• _EXCERPT TO READ_:
########################################

This may not look like your typical Works for Me Wednesday tip, but the nuggets of truth and wisdom are there. Buried deep. Beneath our stuff.
Let’s just call it:
How to Motivate Your Wife to Clean the Garage
by Tim
One of the things I often notice as I stroll up and down our street, is that garages are almost exclusively a male domain. Women may rule the kitchen, the living room and (in some cases) the laundry room, but in most cases men decide how garages are organized. In a day of rampant post-feminism, the garage stands proudly as one of the last bastions of masculinity. Men who walk timidly in their homes, carefully put the seat down on the toilet, and who meekly accept all manner of flowery decor in the bedroom, can still puff out their chest in pride of a well-maintained garage. Testosterone-promoting automotive supplies, tools, heavy shop-vacs, and lawn care equipment reign supreme in the inner sanctum of the garage.
Run for it, David, before the garage subsumes you!
Some men have each item carefully labeled and kept in its proper place, carving out a quiet pool of order in an ever-changing, chaotic world. Men who can’t parent their children, whose marriages are in shambles, whose finances and careers are spinning wildly out of control, can still have their tools lovingly racked and stacked in the garage.

########################################

[Pointing dataset excerpts]
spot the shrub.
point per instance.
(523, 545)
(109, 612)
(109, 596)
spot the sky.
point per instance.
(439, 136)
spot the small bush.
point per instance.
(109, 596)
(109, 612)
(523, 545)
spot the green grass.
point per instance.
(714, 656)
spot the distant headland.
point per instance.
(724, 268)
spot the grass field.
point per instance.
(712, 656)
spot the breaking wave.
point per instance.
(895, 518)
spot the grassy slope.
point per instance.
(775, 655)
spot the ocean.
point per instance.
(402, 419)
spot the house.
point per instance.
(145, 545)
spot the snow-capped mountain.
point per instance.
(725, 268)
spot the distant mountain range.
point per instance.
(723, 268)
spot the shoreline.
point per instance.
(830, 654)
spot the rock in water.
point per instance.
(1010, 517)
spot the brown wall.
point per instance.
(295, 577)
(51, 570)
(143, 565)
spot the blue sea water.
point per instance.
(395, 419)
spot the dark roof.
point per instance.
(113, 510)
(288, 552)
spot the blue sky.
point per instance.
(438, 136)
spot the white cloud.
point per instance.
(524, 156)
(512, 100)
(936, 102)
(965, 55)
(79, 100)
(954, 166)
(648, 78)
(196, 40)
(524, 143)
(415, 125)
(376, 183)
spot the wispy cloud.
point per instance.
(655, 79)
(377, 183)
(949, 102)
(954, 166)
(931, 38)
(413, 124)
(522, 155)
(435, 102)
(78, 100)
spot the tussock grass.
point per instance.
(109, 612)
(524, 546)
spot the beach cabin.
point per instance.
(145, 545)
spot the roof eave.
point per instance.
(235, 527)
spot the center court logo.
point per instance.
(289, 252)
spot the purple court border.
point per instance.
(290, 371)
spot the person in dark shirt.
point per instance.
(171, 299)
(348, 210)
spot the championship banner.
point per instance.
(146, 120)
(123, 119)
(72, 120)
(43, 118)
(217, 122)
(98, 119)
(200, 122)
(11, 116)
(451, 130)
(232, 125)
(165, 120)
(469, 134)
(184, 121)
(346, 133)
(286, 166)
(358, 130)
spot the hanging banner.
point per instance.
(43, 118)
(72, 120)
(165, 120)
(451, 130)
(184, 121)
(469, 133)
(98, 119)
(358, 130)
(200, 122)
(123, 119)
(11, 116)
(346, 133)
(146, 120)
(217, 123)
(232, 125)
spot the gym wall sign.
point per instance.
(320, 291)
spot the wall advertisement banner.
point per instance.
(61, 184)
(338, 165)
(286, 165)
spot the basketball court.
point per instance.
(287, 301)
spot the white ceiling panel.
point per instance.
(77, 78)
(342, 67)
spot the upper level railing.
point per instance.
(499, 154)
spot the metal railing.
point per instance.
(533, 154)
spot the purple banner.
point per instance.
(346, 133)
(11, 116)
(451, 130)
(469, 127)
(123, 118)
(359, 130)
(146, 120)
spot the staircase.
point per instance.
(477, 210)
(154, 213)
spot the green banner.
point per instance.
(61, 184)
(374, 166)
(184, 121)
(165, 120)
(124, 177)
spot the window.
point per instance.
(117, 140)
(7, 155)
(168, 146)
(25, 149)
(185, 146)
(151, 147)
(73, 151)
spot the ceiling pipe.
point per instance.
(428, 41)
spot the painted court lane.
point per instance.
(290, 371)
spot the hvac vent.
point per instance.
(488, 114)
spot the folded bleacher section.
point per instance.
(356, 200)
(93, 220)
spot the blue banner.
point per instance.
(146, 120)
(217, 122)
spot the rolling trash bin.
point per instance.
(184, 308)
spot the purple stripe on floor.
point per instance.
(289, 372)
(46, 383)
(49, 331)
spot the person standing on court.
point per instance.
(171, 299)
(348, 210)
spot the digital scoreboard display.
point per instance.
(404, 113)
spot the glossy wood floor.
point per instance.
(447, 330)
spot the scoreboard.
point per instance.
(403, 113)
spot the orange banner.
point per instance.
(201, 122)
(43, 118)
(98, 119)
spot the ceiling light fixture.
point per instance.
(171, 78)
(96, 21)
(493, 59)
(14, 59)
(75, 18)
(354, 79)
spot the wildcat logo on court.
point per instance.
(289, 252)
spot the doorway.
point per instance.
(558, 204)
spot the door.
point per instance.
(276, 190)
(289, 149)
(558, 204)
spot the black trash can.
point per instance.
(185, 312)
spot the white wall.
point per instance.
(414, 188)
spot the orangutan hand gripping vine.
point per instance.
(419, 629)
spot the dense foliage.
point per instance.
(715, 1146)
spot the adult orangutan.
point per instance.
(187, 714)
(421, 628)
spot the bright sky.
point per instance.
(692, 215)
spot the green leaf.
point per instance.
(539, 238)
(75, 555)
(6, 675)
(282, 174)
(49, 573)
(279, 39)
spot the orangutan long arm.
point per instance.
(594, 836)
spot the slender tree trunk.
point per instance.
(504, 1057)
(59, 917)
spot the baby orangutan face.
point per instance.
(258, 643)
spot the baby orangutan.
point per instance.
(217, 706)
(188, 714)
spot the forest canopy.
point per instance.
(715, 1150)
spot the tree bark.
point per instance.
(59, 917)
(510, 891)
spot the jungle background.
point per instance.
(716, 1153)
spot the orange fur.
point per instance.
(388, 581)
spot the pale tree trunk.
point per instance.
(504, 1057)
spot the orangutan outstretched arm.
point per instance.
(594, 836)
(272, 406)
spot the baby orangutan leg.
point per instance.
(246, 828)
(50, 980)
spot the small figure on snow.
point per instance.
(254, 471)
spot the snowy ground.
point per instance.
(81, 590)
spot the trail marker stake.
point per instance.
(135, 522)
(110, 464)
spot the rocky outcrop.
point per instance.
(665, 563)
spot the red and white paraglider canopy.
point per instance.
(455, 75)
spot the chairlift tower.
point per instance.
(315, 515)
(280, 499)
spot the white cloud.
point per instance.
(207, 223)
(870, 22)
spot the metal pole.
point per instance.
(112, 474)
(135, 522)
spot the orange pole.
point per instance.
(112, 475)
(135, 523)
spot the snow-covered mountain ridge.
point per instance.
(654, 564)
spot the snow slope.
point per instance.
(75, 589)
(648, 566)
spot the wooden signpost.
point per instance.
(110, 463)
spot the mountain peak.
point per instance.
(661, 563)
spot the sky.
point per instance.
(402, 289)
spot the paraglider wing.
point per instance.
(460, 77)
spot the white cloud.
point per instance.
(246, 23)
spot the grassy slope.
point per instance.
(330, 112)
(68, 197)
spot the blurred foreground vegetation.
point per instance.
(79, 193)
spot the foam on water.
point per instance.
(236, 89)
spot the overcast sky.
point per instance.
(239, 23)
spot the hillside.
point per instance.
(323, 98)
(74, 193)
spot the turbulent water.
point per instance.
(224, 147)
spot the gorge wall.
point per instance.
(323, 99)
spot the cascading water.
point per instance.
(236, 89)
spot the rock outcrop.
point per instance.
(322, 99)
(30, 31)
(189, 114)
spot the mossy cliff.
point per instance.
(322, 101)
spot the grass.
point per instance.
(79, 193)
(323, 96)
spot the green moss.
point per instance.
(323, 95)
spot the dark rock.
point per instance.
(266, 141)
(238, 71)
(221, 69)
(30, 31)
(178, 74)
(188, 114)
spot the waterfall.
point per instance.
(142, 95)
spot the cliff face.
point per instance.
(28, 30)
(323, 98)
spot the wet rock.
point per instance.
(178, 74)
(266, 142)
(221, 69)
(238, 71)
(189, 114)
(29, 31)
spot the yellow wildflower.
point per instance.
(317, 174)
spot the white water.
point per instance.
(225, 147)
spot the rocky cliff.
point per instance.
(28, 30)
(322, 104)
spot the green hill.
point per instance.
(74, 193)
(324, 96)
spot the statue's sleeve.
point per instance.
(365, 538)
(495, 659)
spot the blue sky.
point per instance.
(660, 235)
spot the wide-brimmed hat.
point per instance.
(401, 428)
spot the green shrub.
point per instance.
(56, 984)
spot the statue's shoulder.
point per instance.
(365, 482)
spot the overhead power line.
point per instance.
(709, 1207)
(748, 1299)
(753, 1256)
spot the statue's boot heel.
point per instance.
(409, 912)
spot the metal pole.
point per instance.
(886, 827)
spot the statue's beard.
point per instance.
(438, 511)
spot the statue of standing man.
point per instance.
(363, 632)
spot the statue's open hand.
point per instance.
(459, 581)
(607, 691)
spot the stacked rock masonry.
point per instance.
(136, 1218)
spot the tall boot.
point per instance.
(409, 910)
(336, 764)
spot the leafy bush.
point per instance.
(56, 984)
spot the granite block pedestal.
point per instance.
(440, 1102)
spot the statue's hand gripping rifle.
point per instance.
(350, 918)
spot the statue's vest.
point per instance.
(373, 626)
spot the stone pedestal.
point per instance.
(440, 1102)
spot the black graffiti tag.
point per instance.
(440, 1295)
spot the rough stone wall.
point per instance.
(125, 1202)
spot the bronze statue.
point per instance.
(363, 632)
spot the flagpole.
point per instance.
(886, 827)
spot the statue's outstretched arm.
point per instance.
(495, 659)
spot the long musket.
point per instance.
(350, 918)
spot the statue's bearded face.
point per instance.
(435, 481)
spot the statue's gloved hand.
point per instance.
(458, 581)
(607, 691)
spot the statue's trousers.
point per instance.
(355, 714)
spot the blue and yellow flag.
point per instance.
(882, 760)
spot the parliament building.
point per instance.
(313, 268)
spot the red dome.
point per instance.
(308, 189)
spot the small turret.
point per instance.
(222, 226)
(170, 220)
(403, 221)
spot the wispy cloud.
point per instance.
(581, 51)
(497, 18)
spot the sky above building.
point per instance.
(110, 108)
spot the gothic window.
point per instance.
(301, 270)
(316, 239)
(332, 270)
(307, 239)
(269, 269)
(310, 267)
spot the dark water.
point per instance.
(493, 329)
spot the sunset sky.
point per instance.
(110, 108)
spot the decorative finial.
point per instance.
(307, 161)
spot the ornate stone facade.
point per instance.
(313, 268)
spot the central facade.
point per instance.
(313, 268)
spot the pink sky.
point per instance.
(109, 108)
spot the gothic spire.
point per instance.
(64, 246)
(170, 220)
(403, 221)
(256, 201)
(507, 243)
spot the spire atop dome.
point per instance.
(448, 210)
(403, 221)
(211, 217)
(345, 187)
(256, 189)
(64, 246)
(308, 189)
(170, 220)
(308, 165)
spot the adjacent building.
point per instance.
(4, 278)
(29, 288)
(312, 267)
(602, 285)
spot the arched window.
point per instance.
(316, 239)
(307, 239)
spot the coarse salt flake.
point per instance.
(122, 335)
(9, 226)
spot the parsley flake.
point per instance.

########################################

• _THE TASKS_:
**a.** According to the garage post, who decides how garages are organized in most cases?
**b.** Return the part of the garage post that begins at the words "Let’s just call" and stops after "of the garage.".

• _WORKED ANSWERS_:
**a.** Men decide how garages are organized in most cases.

**b.**
Let’s just call it:
How to Motivate Your Wife to Clean the Garage
by Tim
One of the things I often notice as I stroll up and down our street, is that garages are almost exclusively a male domain. Women may rule the kitchen, the living room and (in some cases) the laundry room, but in most cases men decide how garages are organized. In a day of rampant post-feminism, the garage stands proudly as one of the last bastions of masculinity. Men who walk timidly in their homes, carefully put the seat down on the toilet, and who meekly accept all manner of flowery decor in the bedroom, can still puff out their chest in pride of a well-maintained garage. Testosterone-promoting automotive supplies, tools, heavy shop-vacs, and lawn care equipment reign supreme in the inner sanctum of the garage.